> **Request a**
In the article on the Sunda Strait campaign of January 1794, which Dutch frigate joined the British squadron as reinforcement?

> **Selection**

● ● ●

- Sunda Strait campaign of January 1794: Part of the East Indies theatre of the French Revolutionary Wars
| Date | 2 January – 9 February 1794 |
| Location | Sunda Strait |
| Result | Inconclusive |

Belligerents
- East India Company Dutch Republic: France

Commanders and leaders
- Charles Mitchell Kerwal: Jean-Marie Renaud

Strength
- 6 merchant ships 2 corvettes 1 brig: 4 frigates 1 corvette 1 brig

Casualties and losses
- 3 killed 2 wounded 1 merchant ship captured: 11 killed 25 wounded 1 frigate captured 1 corvette captured

= Sunda Strait campaign of January 1794 =

1794 campaign of the East Indies theatre of the French Revolutionary Wars

The Sunda Strait campaign of January 1794 was a series of manoeuvres and naval actions fought between warships and privateers of the French Republic and a squadron of vessels sent by the British East India Company to protect trade in the region, later augmented by Dutch warships. The campaign developed as French forces based on Isle de France reacted more quickly than the British forces in the Indian Ocean to the expansion of the French Revolutionary Wars on 1 February 1793. French privateers rapidly spread along the British trade routes in the Far East, becoming concentrated around the narrow Sunda Strait between the islands of Java and Sumatra in the Dutch East Indies. These ships were soon joined by French Navy frigates and began to inflict losses on shipping in the region. The Royal Navy forces in the Indian Ocean were deployed elsewhere and so the East India Company, the private enterprise that ruled much of British India in the 1790s and maintained their own fleet and navy, raised a squadron of armed merchant ships to patrol the Strait and drive off the raiders.

The arrival of this British force on 2 January 1794 was initially a success, the squadron over-running and capturing two large and well-armed privateers on 22 January, not long after the French vessels had been beaten off during an attack on the British trading post at Bencoolen. On 24 January an action against a larger French squadron was fought in the Strait itself, but ended inconclusively and the squadrons divided, the British receiving the Dutch frigate Amazone as reinforcement. The French subsequently turned southwards out of the Strait and attacked Bencoolen again on 9 February, capturing an East Indiaman in the harbour before returning to Isle de France with their prize.

● ● ●

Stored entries
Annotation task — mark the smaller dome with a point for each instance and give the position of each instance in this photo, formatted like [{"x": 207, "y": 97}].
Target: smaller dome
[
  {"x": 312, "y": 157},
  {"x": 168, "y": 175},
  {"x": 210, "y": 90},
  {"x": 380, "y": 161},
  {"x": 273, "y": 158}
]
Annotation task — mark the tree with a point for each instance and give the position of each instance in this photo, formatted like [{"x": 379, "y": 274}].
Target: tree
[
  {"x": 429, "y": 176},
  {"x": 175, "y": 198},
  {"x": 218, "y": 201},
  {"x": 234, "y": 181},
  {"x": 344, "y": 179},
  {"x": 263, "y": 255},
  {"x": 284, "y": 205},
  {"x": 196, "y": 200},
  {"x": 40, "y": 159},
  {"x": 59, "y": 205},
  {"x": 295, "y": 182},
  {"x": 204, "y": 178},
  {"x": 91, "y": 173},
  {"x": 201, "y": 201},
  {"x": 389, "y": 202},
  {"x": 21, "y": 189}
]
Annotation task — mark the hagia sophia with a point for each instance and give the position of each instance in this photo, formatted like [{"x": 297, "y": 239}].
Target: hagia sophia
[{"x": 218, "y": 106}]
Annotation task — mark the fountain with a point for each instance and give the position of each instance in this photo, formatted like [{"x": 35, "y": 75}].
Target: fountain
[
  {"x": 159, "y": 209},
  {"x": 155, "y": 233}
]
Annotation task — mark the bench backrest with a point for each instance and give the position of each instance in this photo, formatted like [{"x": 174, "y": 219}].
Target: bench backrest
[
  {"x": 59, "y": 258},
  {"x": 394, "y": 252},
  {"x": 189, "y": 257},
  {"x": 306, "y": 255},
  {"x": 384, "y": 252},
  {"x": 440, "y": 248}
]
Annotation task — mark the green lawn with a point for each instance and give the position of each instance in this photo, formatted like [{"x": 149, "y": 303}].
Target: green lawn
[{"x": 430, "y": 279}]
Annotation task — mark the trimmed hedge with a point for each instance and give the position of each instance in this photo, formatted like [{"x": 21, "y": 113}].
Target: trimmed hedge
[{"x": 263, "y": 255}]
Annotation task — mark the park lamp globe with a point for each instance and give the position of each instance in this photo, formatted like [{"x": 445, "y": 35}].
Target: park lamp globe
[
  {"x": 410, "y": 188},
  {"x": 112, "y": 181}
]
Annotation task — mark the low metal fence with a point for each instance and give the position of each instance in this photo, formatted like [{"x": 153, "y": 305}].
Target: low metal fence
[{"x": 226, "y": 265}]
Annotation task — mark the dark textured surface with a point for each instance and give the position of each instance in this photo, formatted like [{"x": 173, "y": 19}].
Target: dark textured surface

● ● ●

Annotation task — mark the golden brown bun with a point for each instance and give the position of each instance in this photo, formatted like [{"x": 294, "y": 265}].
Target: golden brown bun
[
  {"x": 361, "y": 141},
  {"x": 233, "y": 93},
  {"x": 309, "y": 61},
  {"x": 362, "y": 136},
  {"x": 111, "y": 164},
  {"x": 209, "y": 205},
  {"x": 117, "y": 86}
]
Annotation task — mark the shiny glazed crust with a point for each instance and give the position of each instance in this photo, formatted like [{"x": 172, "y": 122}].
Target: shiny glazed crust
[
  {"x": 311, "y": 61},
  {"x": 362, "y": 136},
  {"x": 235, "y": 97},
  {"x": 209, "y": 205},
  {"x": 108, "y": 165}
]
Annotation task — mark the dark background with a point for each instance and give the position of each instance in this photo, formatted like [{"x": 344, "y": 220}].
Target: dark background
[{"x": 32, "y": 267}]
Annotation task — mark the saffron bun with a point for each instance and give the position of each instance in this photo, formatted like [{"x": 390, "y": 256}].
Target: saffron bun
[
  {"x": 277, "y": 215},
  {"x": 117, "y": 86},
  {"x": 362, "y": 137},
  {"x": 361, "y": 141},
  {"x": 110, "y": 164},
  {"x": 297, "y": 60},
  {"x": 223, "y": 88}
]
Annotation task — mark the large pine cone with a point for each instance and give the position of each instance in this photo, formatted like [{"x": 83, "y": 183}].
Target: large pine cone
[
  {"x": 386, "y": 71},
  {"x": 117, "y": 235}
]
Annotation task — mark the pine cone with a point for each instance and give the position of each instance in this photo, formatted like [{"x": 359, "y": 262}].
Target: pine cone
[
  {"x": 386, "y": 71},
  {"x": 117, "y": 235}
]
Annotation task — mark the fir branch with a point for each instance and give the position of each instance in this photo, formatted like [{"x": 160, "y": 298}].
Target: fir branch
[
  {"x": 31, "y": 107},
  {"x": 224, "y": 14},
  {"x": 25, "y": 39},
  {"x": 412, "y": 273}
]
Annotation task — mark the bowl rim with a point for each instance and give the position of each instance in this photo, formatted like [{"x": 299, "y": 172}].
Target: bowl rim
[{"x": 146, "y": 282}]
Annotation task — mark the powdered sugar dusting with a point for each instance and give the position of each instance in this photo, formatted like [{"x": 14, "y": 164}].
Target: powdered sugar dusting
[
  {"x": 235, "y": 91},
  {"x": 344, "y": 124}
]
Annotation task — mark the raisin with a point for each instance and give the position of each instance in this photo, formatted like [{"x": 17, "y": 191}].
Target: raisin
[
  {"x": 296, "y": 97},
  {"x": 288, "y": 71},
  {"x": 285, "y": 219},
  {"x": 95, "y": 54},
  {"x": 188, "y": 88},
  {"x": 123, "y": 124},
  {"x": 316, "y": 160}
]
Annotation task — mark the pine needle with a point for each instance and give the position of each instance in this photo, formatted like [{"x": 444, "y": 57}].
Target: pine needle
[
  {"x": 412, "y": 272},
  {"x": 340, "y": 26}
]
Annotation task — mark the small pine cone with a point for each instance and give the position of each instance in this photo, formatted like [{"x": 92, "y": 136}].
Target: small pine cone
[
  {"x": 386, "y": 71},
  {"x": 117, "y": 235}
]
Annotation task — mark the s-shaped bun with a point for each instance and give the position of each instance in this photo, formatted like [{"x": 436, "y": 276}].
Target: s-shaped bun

● ● ●

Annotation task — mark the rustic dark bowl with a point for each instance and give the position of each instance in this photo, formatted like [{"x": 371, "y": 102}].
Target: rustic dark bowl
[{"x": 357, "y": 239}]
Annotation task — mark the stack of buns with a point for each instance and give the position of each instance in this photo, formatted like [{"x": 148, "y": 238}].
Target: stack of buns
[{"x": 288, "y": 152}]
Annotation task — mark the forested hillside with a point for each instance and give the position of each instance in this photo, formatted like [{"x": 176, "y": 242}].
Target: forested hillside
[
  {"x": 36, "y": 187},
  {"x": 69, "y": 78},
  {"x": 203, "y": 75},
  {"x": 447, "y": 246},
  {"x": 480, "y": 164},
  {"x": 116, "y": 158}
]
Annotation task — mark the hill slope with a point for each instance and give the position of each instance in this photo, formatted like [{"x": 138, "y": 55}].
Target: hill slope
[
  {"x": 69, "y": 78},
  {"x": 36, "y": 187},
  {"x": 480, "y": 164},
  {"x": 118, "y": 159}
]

● ● ●

> **Request b**
Edit the entries starting at the line containing "Annotation task — mark the dark textured" and ending at the line containing "Target: dark textured surface": replace "textured" with "grainy" and leave everything else unchanged. Return only those lines.

> **Correct result a**
The Dutch frigate Amazone.

> **Correct result b**
Annotation task — mark the dark grainy surface with a point for each instance and give the position of each instance in this photo, formatted like [{"x": 173, "y": 19}].
Target: dark grainy surface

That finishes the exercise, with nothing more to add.